[Referring expression data]
+ + +

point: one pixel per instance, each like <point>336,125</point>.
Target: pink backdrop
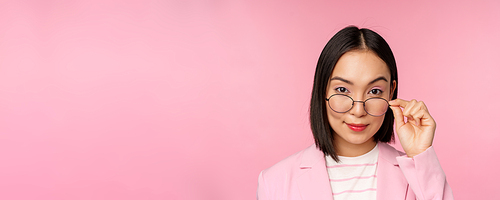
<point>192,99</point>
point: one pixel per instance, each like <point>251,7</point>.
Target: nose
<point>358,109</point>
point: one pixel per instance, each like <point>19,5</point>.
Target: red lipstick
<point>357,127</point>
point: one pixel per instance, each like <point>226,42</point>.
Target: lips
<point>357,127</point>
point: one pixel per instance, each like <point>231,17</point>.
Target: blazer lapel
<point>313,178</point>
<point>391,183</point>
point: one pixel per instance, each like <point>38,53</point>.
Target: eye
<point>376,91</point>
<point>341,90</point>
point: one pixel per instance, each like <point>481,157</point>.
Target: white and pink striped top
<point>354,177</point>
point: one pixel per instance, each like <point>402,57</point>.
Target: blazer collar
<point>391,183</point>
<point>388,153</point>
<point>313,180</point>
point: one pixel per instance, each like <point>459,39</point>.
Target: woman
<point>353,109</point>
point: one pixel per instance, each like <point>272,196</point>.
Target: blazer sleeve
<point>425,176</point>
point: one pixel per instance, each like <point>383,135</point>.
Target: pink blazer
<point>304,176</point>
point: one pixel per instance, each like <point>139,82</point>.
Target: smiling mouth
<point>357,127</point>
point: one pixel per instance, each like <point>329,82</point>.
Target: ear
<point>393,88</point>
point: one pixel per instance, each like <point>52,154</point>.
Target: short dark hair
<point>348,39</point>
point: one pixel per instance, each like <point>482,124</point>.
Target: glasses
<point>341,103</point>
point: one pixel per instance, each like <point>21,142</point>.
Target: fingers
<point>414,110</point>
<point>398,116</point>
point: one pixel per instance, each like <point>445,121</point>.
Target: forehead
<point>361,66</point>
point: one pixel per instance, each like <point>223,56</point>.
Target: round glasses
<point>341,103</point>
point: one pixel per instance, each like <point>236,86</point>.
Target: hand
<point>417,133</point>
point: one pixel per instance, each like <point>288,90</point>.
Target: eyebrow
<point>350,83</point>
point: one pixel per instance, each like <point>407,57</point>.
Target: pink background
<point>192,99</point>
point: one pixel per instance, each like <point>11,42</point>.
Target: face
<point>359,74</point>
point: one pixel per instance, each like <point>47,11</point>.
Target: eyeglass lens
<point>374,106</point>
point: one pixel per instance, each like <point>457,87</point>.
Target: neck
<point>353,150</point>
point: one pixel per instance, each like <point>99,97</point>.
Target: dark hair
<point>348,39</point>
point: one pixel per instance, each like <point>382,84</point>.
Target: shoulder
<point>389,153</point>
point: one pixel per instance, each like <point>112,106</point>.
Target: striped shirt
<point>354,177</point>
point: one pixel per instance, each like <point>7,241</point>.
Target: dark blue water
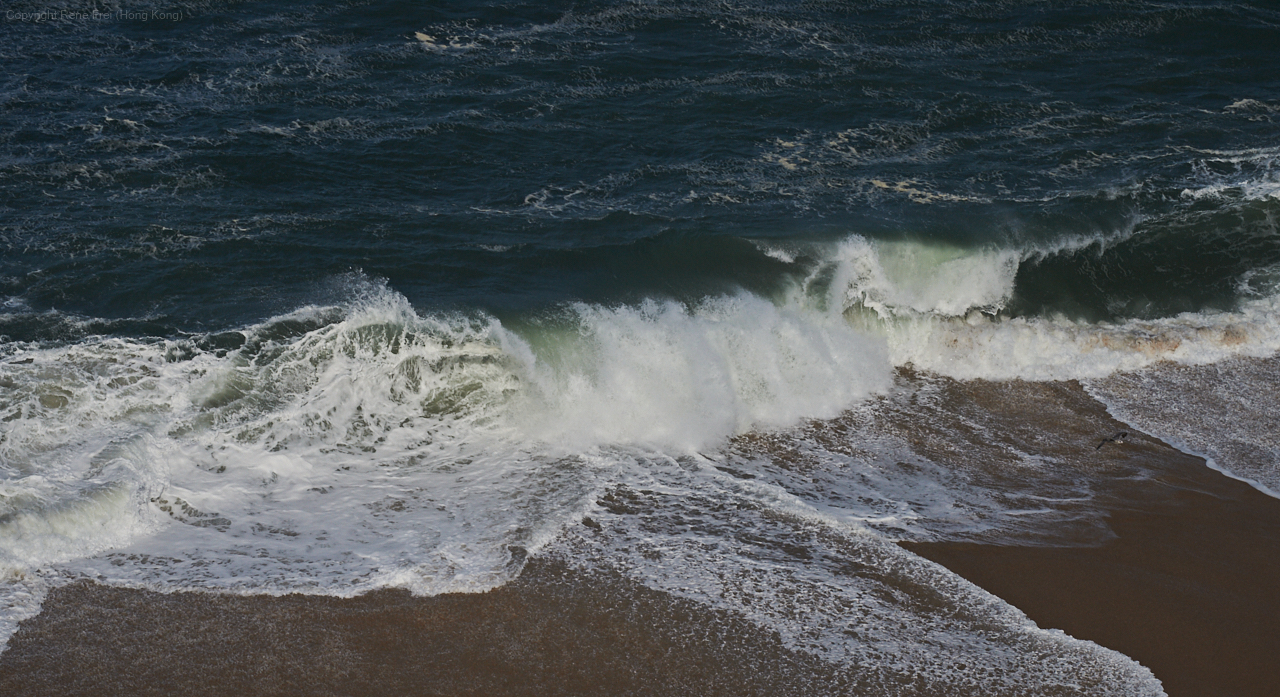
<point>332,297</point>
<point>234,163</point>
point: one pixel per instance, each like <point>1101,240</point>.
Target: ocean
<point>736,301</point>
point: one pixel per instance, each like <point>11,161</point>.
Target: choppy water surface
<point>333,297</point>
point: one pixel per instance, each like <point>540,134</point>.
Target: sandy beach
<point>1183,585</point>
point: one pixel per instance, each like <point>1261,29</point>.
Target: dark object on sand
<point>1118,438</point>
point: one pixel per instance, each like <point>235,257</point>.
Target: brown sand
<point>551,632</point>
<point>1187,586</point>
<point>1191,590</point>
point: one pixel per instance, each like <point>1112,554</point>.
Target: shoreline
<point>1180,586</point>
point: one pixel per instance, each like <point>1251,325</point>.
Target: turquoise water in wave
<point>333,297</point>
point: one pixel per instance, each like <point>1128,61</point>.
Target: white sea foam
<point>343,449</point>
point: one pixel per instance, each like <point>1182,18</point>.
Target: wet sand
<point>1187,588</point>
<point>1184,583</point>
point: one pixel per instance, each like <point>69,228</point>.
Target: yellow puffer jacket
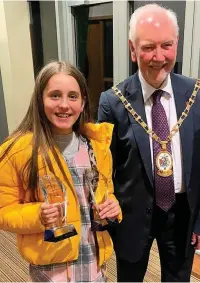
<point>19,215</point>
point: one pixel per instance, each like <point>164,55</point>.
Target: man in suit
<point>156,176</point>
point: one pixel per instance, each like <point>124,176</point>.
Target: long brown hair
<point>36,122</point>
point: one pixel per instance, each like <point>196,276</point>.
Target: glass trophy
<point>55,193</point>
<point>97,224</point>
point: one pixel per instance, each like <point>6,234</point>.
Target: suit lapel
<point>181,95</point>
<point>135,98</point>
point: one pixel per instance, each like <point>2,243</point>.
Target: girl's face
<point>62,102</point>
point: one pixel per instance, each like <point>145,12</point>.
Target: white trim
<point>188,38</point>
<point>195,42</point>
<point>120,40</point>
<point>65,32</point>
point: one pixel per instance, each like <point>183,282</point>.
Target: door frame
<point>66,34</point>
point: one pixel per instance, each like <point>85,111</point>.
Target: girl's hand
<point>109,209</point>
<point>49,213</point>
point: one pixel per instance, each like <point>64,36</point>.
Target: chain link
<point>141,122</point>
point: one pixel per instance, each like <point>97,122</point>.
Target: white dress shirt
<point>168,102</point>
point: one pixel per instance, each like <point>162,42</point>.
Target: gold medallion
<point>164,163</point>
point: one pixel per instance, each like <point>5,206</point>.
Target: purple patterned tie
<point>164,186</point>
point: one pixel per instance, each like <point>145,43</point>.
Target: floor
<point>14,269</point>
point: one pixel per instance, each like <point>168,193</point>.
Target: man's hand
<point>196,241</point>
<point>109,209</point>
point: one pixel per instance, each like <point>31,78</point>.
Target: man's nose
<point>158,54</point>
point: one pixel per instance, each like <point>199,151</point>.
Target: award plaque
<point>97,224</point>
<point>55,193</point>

+ + +

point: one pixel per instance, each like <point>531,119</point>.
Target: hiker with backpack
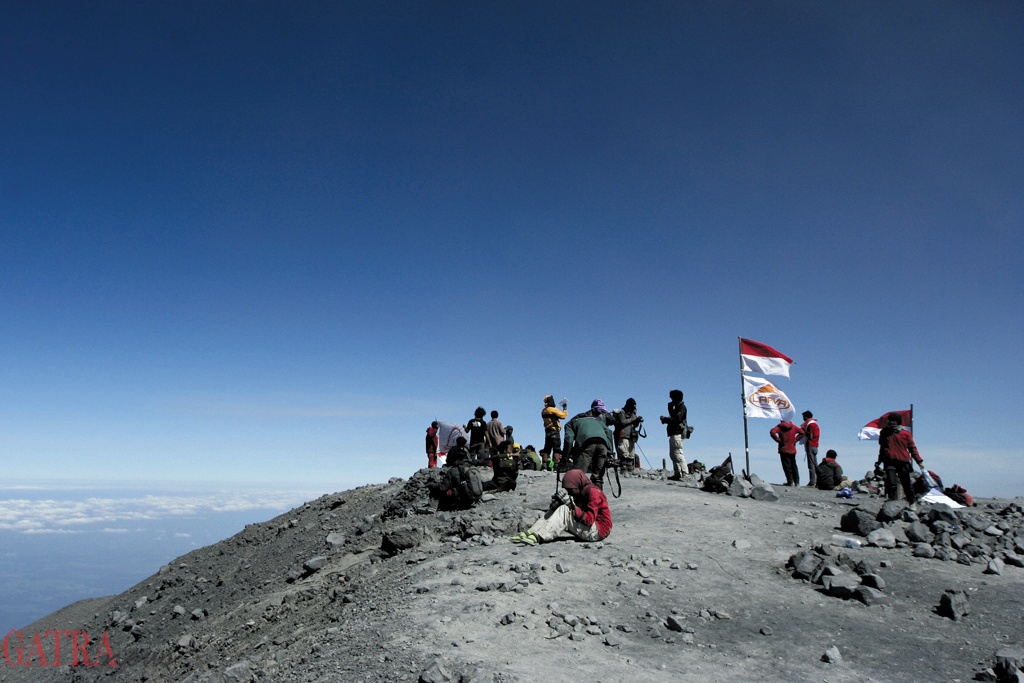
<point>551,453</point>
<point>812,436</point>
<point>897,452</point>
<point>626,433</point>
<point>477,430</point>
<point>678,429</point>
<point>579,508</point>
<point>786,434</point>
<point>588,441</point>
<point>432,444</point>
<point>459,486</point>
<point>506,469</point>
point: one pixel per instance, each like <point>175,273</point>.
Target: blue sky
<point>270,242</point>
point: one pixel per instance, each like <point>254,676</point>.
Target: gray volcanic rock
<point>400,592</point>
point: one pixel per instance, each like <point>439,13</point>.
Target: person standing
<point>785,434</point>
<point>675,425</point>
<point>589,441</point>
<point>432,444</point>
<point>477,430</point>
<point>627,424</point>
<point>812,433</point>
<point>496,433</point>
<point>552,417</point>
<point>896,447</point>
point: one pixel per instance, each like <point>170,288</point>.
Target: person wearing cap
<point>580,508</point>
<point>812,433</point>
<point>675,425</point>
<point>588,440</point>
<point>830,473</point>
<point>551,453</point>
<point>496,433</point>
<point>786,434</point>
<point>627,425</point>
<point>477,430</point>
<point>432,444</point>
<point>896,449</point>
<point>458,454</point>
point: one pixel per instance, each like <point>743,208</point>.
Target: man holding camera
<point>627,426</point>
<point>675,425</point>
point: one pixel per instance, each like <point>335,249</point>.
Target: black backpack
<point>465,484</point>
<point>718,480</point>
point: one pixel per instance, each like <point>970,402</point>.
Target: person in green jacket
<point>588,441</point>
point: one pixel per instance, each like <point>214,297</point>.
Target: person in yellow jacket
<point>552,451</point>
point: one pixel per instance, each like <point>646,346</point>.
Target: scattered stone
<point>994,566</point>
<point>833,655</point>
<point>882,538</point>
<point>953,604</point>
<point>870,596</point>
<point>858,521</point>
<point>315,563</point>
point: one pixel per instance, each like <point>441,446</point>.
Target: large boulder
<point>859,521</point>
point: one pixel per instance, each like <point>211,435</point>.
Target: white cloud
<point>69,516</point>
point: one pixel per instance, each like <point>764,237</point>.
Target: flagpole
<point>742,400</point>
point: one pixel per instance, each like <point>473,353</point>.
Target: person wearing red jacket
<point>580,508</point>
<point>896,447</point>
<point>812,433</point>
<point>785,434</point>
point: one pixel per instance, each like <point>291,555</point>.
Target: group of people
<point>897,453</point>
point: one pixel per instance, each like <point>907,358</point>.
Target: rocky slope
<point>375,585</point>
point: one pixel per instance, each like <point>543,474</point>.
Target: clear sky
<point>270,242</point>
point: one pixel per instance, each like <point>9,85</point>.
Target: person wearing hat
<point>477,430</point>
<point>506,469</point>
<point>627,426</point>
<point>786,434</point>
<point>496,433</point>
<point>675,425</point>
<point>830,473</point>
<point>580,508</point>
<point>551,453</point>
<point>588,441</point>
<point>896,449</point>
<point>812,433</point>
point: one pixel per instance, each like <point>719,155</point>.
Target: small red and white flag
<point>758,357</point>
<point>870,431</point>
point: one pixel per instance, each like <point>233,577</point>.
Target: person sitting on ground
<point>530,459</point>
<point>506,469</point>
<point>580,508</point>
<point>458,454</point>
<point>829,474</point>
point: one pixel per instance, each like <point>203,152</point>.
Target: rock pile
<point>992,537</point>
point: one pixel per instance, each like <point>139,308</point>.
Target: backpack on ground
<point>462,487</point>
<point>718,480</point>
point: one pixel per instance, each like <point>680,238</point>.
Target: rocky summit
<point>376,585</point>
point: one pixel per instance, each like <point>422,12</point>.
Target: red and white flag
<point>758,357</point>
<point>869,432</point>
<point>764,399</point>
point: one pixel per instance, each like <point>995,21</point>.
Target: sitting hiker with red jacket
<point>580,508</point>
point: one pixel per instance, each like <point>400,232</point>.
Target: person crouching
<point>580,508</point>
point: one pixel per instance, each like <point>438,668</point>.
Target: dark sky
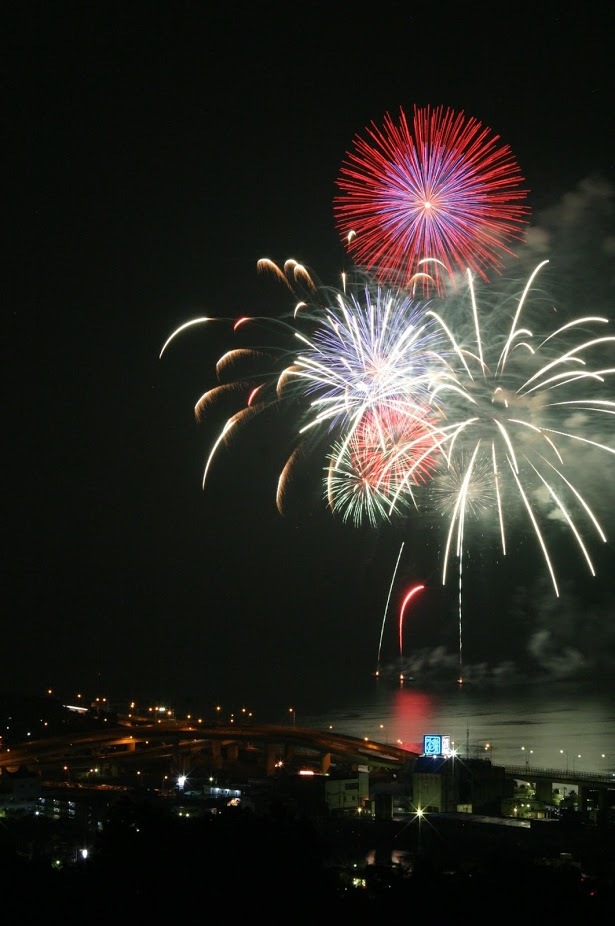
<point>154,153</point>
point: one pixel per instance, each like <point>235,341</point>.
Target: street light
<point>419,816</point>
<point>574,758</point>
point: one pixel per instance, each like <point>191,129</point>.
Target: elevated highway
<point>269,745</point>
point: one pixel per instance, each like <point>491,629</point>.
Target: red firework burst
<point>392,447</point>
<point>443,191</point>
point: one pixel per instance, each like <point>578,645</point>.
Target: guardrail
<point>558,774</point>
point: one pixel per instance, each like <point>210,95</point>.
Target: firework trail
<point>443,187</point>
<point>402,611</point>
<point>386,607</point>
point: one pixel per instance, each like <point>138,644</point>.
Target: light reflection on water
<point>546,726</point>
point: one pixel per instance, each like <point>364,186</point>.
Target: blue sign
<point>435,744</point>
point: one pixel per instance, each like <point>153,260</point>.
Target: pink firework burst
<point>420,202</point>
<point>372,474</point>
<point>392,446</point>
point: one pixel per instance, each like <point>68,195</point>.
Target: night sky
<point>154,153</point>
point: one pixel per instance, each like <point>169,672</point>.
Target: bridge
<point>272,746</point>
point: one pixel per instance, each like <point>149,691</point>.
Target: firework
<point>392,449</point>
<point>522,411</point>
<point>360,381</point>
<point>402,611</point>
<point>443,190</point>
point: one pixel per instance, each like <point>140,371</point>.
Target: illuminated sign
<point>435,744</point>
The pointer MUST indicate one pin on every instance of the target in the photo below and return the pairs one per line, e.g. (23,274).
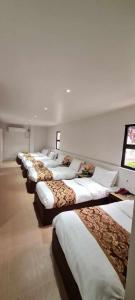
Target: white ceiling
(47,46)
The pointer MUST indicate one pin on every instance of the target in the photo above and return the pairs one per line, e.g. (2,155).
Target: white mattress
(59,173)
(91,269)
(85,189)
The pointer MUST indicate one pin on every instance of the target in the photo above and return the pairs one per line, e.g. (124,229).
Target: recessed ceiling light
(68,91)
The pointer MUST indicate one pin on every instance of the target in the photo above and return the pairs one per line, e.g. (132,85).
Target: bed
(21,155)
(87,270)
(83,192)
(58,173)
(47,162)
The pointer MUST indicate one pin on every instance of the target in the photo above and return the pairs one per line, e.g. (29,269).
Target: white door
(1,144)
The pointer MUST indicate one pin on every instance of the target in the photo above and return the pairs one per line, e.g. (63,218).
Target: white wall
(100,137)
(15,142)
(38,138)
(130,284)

+ + +

[WHAT YOU WILL DO] Line for line, output the entries above from the line with "point: one pixel per instance, each like <point>336,125</point>." to the line with "point: one pixel per instance, each like <point>459,39</point>.", both included, and nothing more. Skip pictures.

[ANSWER BELOW]
point: one pixel per instance, each like <point>336,125</point>.
Target: pink backdrop
<point>192,99</point>
point: one pixel per instance, each like <point>251,7</point>.
Target: nose
<point>358,109</point>
point: one pixel per instance, each like <point>19,5</point>.
Target: red lipstick
<point>357,127</point>
point: one pixel per instance, each like <point>226,42</point>.
Target: lips
<point>357,127</point>
point: one pixel per instance, each like <point>231,17</point>.
Target: blazer lapel
<point>313,178</point>
<point>391,183</point>
point: one pixel per instance, each like <point>38,53</point>.
Target: eye
<point>376,91</point>
<point>341,90</point>
point: one pixel per instance, each like <point>481,157</point>.
Target: white and pink striped top
<point>354,177</point>
point: one pixel per instance, each like <point>402,57</point>.
Target: blazer collar
<point>391,183</point>
<point>388,153</point>
<point>313,180</point>
point: one pixel per instance, each like <point>459,39</point>.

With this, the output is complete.